* _Directions_
From the line that includes "of the palm" to the last line of the records, inclusive, repeat each line exactly.
(Data provided begins)
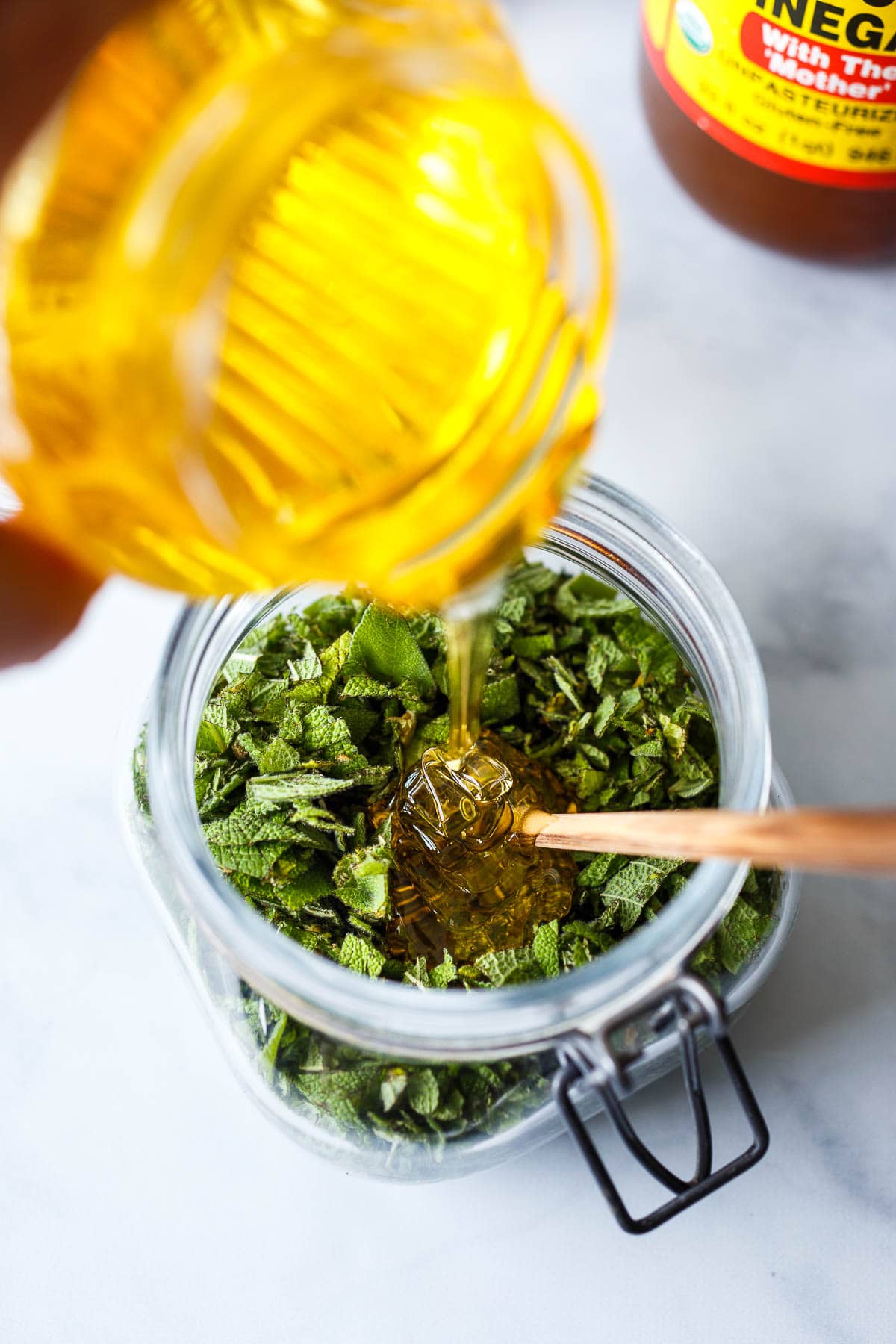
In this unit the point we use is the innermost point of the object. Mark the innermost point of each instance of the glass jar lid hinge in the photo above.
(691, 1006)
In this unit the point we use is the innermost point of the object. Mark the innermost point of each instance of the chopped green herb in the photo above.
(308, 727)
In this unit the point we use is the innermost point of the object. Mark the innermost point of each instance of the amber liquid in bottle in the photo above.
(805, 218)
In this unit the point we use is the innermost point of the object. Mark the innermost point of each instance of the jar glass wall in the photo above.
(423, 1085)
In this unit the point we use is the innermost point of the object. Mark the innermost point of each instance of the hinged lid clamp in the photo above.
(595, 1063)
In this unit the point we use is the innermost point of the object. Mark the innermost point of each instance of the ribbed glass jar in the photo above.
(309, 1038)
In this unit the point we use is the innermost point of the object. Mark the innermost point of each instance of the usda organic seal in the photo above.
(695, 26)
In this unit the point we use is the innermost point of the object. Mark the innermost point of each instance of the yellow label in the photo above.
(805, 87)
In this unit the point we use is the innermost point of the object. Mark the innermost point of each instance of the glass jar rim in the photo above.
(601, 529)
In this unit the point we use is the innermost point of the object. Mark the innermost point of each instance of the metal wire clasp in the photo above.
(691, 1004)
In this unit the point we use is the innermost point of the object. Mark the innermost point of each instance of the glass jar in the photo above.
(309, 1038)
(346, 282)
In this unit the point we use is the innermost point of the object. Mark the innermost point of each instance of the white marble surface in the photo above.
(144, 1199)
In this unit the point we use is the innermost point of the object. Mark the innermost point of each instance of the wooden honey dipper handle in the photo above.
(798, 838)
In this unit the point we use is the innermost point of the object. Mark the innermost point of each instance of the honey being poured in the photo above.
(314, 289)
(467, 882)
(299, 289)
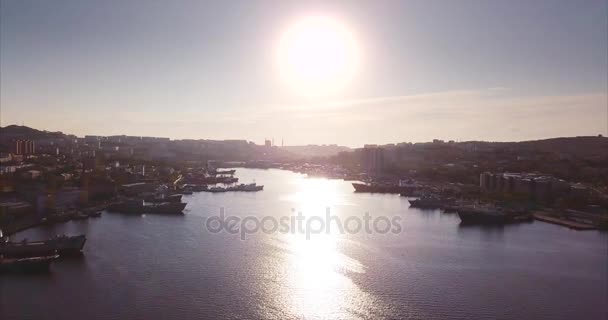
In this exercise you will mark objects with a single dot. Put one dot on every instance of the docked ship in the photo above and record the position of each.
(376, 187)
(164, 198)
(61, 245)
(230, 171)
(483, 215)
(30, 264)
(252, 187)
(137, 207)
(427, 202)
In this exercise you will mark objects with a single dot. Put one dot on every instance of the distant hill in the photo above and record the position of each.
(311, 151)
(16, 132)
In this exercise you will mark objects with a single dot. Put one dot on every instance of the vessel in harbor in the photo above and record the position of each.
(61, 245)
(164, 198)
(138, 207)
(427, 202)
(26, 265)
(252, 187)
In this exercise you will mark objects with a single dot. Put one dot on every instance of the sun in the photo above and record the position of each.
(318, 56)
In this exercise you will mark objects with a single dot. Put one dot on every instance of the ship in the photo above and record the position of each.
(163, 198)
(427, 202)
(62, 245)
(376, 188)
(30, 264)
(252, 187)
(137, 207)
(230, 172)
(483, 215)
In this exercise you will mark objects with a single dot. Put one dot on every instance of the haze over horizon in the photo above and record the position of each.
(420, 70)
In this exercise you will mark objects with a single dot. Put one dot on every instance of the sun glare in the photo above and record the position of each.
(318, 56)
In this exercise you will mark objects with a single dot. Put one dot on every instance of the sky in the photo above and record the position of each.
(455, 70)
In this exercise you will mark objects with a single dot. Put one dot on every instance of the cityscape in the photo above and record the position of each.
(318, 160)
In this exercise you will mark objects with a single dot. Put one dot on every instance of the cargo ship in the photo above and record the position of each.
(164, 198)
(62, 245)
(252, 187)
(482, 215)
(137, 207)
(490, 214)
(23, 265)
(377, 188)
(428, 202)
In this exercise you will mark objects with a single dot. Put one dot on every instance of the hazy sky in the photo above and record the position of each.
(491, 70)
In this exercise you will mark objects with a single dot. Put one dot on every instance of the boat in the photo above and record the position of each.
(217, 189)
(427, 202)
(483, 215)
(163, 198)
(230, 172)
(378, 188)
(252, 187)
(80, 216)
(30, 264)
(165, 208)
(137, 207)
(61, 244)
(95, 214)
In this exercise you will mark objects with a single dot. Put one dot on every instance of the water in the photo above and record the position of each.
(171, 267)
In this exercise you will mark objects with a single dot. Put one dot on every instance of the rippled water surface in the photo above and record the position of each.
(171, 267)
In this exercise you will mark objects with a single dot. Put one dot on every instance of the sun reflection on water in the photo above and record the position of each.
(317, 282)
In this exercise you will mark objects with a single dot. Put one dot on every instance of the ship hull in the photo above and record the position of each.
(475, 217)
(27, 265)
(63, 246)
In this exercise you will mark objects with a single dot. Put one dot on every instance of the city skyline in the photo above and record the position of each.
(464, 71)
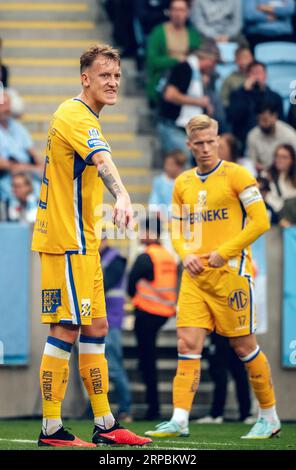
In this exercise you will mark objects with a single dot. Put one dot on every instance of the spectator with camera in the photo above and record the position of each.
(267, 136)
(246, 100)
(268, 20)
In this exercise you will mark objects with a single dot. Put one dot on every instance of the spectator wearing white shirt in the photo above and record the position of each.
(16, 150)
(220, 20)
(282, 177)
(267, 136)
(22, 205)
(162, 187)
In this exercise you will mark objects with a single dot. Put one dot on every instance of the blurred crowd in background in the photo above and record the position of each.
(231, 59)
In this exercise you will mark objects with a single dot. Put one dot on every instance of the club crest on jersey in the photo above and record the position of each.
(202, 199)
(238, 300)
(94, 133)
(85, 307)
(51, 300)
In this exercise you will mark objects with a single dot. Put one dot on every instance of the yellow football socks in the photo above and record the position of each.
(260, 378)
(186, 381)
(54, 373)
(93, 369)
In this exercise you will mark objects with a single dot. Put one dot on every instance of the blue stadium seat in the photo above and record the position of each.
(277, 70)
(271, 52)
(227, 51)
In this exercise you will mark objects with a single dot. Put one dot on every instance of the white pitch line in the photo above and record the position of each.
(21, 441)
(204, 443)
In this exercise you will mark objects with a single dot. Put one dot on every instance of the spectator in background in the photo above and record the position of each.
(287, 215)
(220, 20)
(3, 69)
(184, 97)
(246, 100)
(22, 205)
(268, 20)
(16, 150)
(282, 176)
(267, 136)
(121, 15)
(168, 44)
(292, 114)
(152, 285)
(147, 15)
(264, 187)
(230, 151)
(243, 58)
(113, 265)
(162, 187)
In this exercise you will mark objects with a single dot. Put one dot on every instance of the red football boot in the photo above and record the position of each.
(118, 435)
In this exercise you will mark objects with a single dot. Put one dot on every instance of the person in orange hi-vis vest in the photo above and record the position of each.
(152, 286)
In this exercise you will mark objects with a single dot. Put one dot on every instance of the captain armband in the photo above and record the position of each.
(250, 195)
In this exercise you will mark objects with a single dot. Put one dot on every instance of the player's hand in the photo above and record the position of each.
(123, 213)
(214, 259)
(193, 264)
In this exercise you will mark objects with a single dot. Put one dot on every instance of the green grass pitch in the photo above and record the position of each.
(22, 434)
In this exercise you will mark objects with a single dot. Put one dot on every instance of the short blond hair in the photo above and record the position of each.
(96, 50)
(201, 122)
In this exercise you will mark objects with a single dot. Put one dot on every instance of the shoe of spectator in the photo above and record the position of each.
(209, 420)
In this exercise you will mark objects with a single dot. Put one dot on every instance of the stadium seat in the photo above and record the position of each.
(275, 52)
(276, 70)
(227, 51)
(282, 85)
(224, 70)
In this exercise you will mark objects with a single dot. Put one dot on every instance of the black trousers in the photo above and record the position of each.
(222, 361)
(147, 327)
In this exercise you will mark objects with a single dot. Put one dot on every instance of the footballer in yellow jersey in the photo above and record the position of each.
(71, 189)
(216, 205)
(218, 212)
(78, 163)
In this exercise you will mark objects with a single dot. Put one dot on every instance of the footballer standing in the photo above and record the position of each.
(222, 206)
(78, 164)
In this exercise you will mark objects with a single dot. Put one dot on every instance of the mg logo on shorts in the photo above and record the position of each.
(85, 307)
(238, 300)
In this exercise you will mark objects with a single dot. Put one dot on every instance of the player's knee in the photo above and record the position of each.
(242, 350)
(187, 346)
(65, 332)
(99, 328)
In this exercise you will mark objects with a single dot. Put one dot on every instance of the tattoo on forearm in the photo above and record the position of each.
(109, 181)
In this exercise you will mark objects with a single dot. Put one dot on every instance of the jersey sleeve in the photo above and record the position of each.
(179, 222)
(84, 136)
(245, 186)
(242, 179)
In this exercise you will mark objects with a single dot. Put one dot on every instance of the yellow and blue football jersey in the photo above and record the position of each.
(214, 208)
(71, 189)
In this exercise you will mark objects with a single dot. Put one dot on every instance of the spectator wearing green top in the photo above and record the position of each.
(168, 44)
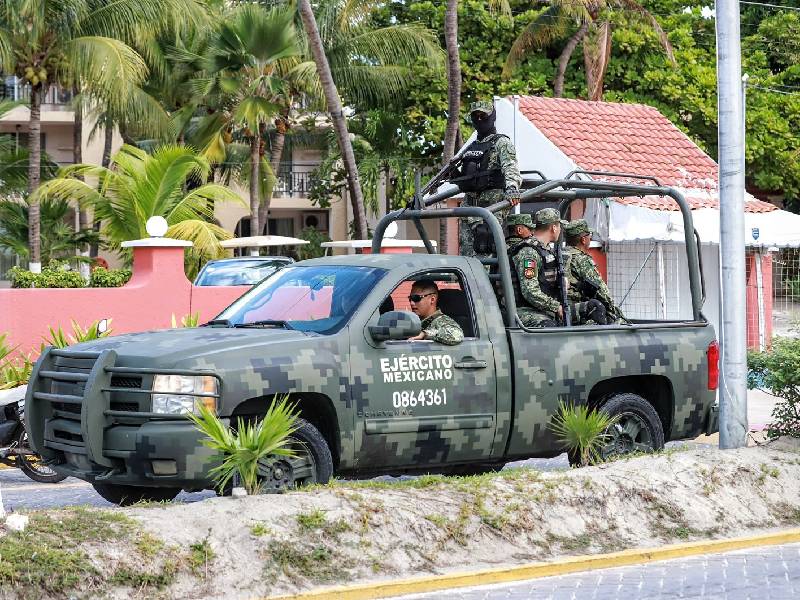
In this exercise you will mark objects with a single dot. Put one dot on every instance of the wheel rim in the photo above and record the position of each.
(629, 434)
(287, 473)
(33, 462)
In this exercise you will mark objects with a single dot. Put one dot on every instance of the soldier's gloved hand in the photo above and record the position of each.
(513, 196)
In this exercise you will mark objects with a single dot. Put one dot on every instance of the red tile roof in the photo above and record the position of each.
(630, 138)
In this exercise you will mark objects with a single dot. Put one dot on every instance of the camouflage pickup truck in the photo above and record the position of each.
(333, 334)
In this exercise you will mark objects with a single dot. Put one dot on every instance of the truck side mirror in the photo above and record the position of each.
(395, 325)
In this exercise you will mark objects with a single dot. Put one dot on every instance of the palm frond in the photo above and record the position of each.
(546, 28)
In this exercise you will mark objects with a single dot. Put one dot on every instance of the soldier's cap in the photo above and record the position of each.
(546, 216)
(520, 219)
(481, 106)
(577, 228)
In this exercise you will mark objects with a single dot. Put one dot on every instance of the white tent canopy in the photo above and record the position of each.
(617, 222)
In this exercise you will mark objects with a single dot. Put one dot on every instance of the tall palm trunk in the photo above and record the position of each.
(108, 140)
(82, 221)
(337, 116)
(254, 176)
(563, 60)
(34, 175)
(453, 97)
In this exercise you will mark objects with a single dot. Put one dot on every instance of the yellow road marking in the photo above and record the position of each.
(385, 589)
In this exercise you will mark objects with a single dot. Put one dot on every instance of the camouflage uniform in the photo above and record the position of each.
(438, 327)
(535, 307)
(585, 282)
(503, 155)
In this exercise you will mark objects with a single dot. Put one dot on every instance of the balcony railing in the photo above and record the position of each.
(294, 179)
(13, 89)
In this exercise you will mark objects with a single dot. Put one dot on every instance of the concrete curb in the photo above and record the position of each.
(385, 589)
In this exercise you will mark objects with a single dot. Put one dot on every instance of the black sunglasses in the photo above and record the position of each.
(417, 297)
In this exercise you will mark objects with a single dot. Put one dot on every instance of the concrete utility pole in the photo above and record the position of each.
(Data provided ends)
* _Written response_
In this exercise you will mark objects with a single dot. Put one dot on every instance of the palm frond in the photo above and record the position of each.
(546, 28)
In this exercise you will mark objects with a single dot. Put one dot on every instance of the soldier's cap in the photo above and record the position of each.
(546, 216)
(520, 219)
(481, 106)
(577, 228)
In this exercise you will mark objects with a single dot. Put one dot on every instance of the white tent canopy in the photo above and record the position of each.
(617, 222)
In this exercise you will mark objects with a single dot. Put one dot on every instance of the tall palm trunk in the photo above and record the position of each.
(108, 140)
(82, 221)
(337, 116)
(254, 176)
(563, 60)
(34, 175)
(453, 97)
In this exercise you will mark objects with a single dot. Put one dot on every instance of the yellow road marking in the photo above and record the position of each.
(385, 589)
In this exercise you will mark objects with a single dot. Put one dot on every instance of the camouflage uniform in the photo above and record the position of each.
(438, 327)
(535, 307)
(585, 282)
(503, 155)
In this exercise you will mark objects with a single dot. Put one dot on every instance of the balcony railing in the photo above and record the position of each.
(294, 179)
(13, 89)
In this exercise you will mark objects with a single dot. Put one dot on every instance of the concrete curb in the photo above and record the position of each.
(385, 589)
In this exercise you will mark objects with a single dot. Put one dot on every instance of the black sunglasses in the photo above and record the position of each.
(417, 297)
In this exercise you will mark objects with a single dot. Put one dot on every instance of the concrete utility pole in the photo above and record the position of each.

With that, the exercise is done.